Please copy the rows again, starting at the beginning and ending at the line that contains "point(51, 113)", with the requests kept but the pictures left out. Scale each answer coordinate by 1.85 and round it to a whole number with halves rounded up, leaving the numbers in the requests and their format samples unchanged.

━━ Supplied material

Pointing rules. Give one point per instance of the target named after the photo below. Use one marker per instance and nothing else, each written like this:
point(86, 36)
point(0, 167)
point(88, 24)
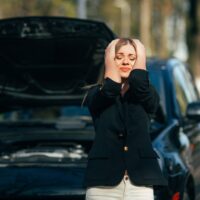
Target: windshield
point(51, 113)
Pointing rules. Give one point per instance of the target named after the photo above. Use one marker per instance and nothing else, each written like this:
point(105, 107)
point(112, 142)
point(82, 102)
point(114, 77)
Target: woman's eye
point(118, 57)
point(132, 58)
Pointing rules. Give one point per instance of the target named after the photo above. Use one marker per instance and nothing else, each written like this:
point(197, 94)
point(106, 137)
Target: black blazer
point(122, 141)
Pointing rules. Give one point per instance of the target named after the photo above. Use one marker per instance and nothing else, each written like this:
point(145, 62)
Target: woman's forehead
point(128, 48)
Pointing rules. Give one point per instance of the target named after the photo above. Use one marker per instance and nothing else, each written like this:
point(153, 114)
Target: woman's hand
point(141, 55)
point(111, 70)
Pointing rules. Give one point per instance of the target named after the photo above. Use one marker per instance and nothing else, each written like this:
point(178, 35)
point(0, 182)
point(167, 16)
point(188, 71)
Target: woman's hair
point(120, 43)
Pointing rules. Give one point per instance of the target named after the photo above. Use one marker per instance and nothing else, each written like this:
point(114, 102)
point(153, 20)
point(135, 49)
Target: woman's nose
point(125, 61)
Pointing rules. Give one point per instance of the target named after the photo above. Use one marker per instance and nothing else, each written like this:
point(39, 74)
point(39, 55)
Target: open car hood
point(49, 59)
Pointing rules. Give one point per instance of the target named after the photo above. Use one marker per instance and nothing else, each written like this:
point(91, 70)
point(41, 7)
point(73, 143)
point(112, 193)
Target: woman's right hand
point(111, 70)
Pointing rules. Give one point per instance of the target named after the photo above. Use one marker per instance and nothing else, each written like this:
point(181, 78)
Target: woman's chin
point(124, 74)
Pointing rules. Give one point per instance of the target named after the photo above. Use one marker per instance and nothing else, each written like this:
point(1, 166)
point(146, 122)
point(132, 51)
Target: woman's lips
point(125, 69)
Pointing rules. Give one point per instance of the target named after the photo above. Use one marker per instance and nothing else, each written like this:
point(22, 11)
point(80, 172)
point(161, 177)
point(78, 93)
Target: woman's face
point(125, 59)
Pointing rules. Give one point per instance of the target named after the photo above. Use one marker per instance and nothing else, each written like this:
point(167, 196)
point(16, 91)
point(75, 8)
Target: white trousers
point(126, 190)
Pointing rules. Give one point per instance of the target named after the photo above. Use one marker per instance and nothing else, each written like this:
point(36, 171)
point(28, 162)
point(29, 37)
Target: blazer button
point(125, 148)
point(120, 135)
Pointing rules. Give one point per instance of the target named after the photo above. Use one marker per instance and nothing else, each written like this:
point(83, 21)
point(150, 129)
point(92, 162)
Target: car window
point(157, 81)
point(44, 113)
point(185, 92)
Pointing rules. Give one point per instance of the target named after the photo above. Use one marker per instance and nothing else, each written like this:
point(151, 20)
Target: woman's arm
point(143, 91)
point(99, 98)
point(139, 84)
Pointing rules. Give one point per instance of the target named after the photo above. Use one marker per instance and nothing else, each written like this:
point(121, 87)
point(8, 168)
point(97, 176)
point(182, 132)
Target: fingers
point(141, 55)
point(111, 70)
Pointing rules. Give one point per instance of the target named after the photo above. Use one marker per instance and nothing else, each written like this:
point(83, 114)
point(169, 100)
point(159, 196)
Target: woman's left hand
point(141, 55)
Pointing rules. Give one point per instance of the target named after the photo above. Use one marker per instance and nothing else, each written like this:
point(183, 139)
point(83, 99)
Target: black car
point(175, 128)
point(46, 64)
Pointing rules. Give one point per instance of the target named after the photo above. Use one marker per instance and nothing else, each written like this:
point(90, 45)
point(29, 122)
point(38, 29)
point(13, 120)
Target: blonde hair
point(119, 44)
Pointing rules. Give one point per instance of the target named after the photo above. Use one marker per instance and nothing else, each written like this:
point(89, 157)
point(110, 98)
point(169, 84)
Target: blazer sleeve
point(143, 91)
point(101, 97)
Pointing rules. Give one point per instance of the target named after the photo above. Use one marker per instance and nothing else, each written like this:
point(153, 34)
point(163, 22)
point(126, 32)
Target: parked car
point(176, 125)
point(45, 137)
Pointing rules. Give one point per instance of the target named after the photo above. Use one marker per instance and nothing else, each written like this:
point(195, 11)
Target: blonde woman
point(122, 164)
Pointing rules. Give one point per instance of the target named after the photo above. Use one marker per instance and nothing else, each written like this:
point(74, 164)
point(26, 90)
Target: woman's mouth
point(125, 69)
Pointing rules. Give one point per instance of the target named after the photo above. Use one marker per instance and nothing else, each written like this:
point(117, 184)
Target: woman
point(122, 163)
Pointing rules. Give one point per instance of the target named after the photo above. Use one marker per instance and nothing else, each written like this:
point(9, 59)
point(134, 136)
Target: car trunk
point(49, 59)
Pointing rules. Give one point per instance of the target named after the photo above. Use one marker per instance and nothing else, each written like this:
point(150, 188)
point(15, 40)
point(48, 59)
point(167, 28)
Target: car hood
point(49, 59)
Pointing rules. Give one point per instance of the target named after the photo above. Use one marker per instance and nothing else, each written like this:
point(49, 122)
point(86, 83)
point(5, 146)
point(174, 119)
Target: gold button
point(125, 148)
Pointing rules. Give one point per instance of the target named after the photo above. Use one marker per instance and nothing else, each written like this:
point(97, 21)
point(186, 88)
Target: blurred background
point(166, 27)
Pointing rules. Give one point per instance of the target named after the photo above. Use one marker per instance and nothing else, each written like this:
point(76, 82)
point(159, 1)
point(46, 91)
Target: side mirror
point(193, 110)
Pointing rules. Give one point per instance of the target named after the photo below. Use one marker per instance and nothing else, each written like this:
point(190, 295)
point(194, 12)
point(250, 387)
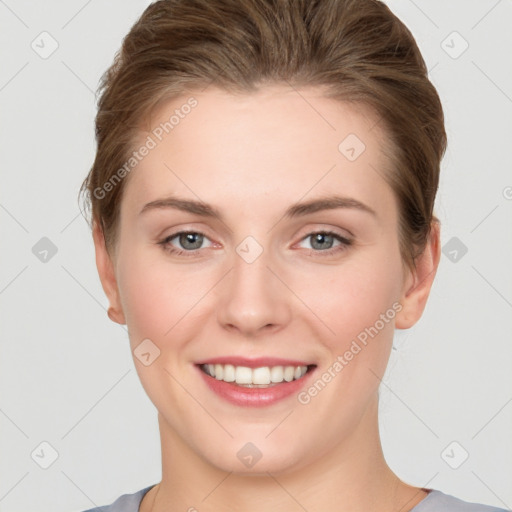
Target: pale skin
point(252, 157)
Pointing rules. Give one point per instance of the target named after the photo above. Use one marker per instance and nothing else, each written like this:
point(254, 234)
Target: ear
point(418, 282)
point(107, 275)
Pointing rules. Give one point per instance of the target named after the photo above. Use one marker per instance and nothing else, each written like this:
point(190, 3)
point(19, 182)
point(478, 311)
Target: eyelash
point(345, 243)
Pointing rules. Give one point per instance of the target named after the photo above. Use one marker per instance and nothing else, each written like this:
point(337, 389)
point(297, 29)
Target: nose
point(254, 300)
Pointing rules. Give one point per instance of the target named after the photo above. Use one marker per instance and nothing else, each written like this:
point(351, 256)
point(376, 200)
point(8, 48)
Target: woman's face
point(261, 279)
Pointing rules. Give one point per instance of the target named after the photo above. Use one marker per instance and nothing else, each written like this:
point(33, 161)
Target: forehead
point(278, 142)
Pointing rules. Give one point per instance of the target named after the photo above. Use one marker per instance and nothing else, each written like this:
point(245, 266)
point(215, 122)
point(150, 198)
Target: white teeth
point(243, 375)
point(229, 373)
point(254, 377)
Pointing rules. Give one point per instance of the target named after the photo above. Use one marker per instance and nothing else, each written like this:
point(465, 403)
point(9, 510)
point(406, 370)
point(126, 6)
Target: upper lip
point(257, 362)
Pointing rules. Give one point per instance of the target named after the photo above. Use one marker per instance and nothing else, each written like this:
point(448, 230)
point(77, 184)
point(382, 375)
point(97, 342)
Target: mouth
point(256, 376)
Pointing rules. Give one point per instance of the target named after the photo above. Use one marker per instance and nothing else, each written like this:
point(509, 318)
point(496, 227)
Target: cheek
point(352, 297)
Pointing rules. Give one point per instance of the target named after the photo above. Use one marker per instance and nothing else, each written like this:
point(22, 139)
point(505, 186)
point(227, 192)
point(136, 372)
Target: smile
point(261, 377)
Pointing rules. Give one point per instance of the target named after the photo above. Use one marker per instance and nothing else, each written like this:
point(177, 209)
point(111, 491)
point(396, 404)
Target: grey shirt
point(435, 501)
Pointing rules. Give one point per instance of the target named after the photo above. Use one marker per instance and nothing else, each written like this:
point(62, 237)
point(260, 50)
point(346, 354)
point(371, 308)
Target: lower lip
point(254, 397)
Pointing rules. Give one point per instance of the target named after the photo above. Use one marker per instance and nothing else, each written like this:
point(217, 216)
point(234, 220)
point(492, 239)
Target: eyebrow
point(296, 210)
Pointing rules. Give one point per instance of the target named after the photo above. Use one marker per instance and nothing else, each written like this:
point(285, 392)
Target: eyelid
point(345, 242)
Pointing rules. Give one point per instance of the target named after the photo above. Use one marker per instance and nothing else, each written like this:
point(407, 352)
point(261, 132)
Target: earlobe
point(419, 281)
point(107, 276)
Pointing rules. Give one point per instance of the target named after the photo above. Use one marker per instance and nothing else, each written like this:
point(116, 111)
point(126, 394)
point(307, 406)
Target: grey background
point(67, 375)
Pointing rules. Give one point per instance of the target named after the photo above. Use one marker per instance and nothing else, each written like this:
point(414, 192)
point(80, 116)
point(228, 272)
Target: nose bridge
point(253, 298)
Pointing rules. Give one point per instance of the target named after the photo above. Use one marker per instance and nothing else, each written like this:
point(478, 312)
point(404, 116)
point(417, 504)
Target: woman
point(235, 138)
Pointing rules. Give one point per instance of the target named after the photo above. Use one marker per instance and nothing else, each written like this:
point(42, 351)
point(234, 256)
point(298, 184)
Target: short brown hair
point(358, 50)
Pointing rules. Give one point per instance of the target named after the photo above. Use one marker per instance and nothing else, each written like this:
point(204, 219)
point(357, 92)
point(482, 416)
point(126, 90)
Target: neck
point(352, 476)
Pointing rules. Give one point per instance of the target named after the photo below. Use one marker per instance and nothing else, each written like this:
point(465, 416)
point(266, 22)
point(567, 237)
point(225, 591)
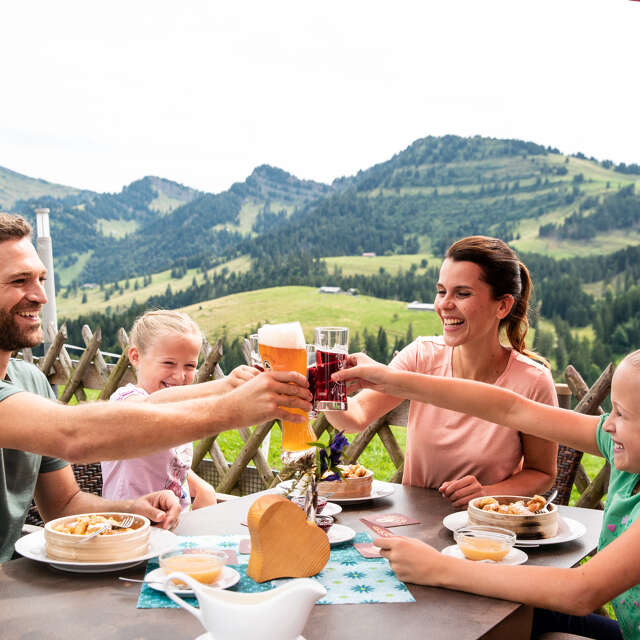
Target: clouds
point(96, 96)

━━━━

Output for this task:
Pointing rules. Give one point per instance of the target named after the photo below. Use one marker per instance and nothing else, each written like this:
point(86, 36)
point(0, 167)
point(88, 24)
Target: windshield
point(94, 209)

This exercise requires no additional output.